### [BRIEF]
Write the next part of the post below about evaluating an integral along a complex contour, starting right after its closing question.

### [DOCUMENT TEXT]
Evaluate
$$I=\int_{-1}^{1} \frac{1}{(1+x^4)\sqrt{1-x^2}}dx$$
by integrating along the following complex contour:
When we take $R\rightarrow 1$ and $ε\rightarrow 0$, the contour integral itself will be $2πi$ times the sum of the 4 residues of the function, which we can get easily enough using L'Hopital's rule, or factorising $1+x^4$ and so on. My real trouble comes when we consider the lower integral along the real line,
$$\int_{1}^{-1} \frac{1}{(1+x^4)\sqrt{1-x^2}}=\int_{1}^{-1} \frac{1}{(1+x^4)\sqrt{1-xe^{2πi}}\sqrt{1+xe^{2πi}}}$$
Where I have included $e^{2πi}$ explicitly since it's the lower path. My intuition is telling me that this piece of the contour shouldn't just be the same as the piece above because of this $e^{2πi}$ inside the square root. Furthermore, if it were the exact same then the two pieces would cancel exactly…
So how we can we separate out the 'effects' of this $e^{2πi}$ to get this piece in the form of constant * $I$?

### [GIVEN ENTRIES]

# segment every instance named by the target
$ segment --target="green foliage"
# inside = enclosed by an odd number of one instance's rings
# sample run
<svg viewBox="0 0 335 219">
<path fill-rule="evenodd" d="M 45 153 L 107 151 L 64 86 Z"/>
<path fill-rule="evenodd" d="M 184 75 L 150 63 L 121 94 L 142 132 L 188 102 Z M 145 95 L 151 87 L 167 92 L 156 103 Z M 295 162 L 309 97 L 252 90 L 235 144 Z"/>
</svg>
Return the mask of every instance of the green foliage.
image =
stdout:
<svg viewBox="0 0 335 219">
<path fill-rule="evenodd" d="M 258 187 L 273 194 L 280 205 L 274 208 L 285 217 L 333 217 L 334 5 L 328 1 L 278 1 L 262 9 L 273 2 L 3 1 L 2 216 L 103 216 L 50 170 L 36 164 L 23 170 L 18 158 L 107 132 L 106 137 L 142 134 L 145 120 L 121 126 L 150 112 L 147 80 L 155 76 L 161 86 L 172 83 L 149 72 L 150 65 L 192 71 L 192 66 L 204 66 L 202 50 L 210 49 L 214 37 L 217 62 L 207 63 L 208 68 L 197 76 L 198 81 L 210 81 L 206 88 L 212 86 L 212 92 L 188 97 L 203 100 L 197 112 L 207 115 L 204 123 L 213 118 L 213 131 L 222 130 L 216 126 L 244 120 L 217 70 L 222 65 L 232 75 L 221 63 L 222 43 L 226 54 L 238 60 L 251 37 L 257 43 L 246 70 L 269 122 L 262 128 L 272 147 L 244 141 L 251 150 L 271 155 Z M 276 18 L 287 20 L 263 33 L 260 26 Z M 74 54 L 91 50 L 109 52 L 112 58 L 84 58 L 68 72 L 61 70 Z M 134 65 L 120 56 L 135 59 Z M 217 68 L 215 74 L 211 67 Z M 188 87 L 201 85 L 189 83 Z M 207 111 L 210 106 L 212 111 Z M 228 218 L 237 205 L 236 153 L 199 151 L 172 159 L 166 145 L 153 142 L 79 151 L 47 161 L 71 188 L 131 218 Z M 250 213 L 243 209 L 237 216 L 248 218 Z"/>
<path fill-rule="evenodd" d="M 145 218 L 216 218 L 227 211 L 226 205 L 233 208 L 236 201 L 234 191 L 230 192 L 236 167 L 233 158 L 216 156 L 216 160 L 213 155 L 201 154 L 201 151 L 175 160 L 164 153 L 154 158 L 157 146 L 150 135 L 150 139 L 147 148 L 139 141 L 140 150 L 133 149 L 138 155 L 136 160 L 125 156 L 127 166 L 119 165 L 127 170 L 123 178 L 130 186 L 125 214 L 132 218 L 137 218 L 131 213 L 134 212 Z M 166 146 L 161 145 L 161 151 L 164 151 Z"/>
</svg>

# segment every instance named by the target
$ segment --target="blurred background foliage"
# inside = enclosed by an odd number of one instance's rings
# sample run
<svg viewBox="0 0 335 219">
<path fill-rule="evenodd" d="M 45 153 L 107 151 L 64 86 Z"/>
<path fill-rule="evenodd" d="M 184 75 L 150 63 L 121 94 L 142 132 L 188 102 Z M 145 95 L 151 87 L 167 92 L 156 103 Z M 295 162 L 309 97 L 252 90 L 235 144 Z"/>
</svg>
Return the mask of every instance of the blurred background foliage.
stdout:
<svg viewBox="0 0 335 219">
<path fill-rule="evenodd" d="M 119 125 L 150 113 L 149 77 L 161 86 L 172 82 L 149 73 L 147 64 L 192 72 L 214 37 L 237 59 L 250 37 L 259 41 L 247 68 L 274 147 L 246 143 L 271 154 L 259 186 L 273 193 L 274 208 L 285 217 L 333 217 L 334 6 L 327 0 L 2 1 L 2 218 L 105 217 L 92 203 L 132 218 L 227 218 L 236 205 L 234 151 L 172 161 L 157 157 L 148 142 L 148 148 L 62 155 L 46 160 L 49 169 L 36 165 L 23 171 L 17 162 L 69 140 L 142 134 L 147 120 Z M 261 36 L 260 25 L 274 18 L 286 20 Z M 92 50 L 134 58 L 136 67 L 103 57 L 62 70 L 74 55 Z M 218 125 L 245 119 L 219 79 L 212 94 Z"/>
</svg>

### [EXPECTED ANSWER]
Best Answer
To evaluate this integral by means of the residue theorem, we have to create a closed contour, inside which the integrand is a single-valued function. For this purpose we also make necessary cuts. In your case the best option is the usage of a dogbone contour with the cut from $-1$ to $1$, but for the sake of simplicity we can preliminary modify the integral a bit. $$I=\int_{-1}^{1} \frac{1}{(1+t^4)\sqrt{1-t^2}}dt\overset{t^2=x}{=}\int_0^1\frac1{1+x^2}\frac{dx}{\sqrt{x(1-x)}}$$ This substitution will allow us to evaluate only two residues (at $x=\pm i$) instead of four of the initial integral.
We also note that the integral along the dogbone contour (clockwise) with the cut $[0;1]$ gives us $2I$ (the integrals along the arches around $x=0$ and $x=$ tend to zero). Now we consider the integral along the following closed contour $C$:
We added a big circle with the radius $R\to\infty$ and a path $1$, which links the dogbone contour with this circle. Inside the contour the function is single-valued.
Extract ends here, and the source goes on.